- _AVAILABLE RECORDS_
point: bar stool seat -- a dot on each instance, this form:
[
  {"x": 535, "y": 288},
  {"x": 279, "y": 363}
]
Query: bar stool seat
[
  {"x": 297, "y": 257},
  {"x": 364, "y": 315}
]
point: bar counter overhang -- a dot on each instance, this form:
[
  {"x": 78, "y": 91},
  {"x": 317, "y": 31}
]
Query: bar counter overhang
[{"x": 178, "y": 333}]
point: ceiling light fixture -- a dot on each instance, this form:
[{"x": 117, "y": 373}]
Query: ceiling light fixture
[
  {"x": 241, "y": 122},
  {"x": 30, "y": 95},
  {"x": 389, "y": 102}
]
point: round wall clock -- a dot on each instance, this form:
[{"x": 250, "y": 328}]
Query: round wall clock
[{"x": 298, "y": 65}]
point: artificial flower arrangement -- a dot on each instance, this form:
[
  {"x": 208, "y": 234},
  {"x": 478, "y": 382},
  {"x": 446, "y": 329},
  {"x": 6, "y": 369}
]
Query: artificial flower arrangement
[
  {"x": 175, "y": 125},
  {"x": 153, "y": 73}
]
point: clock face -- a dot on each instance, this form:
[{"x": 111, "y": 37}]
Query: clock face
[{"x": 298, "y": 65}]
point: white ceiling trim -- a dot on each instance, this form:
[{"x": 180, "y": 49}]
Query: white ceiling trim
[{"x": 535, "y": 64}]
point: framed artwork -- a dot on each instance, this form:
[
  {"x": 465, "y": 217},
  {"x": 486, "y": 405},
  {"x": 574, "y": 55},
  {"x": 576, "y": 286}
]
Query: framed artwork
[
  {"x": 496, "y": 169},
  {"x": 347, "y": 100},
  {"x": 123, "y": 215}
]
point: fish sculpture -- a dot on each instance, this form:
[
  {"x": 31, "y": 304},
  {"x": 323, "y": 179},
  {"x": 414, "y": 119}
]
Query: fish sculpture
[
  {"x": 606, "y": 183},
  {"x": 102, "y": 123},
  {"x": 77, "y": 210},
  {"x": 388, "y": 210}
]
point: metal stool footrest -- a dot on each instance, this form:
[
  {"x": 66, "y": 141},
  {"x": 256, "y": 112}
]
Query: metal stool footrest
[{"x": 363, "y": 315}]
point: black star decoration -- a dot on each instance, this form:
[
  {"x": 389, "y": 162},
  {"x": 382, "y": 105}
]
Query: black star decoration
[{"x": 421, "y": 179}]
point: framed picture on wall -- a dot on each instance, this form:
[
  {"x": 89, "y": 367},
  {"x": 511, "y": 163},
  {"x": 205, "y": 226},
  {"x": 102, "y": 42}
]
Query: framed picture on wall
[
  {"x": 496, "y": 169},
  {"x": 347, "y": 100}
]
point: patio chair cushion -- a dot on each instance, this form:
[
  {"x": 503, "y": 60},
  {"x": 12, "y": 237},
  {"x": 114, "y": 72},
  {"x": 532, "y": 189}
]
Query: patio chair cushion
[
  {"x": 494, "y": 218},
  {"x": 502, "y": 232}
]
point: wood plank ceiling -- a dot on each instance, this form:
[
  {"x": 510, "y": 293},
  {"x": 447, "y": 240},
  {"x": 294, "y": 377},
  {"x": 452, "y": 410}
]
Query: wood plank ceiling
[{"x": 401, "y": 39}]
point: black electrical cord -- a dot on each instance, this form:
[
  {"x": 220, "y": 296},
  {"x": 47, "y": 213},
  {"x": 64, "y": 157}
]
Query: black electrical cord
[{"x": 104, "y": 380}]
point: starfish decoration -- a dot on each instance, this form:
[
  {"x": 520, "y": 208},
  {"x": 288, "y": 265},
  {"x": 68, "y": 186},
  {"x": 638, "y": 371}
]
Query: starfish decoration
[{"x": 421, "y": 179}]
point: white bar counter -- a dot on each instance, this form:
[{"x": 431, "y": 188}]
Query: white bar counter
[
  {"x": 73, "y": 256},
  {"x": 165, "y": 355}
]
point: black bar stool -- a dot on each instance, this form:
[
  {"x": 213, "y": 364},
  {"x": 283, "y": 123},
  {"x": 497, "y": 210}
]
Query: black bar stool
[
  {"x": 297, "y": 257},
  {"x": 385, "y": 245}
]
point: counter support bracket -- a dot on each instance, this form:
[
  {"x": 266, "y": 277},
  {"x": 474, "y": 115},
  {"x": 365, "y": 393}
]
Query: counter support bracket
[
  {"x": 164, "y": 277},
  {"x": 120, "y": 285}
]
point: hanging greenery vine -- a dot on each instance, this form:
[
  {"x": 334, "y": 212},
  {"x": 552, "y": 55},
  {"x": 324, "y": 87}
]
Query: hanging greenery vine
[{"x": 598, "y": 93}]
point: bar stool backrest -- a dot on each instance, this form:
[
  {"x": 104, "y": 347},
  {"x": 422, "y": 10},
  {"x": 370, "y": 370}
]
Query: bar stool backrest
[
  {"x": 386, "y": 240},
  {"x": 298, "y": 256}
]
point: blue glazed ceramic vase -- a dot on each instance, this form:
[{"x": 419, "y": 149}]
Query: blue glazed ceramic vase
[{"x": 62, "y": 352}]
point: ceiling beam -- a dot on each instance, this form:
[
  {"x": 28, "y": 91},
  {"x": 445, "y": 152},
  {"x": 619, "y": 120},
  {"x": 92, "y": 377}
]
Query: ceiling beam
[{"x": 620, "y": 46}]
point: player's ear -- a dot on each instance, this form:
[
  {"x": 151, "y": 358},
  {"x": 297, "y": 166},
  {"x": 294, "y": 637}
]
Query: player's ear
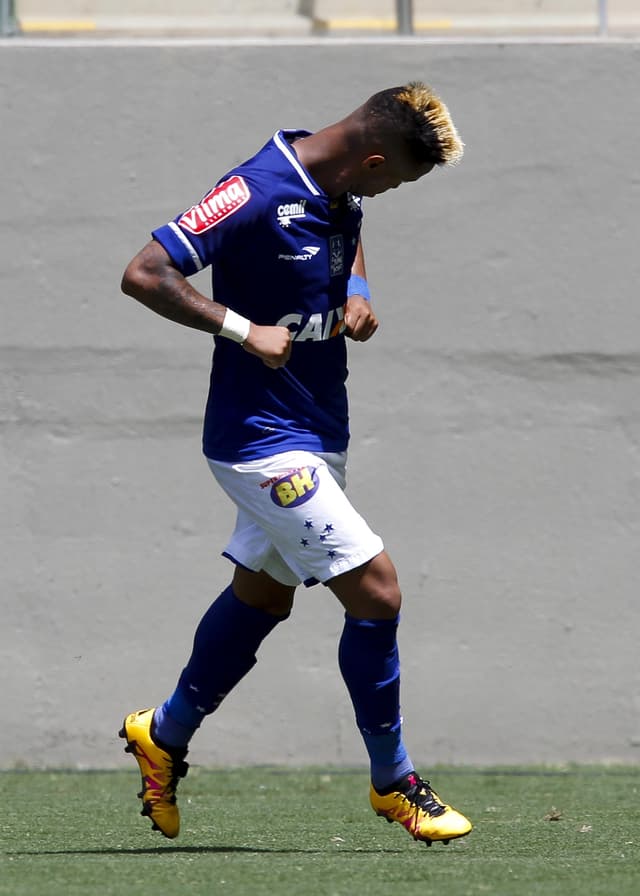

- _REQUIREMENT_
Using the listing, filter for "player" and return the matching lines.

- _RESPONSE TO THIS EXERCISE_
point: player's ear -- a dot on each instance, this form:
Query: player's ear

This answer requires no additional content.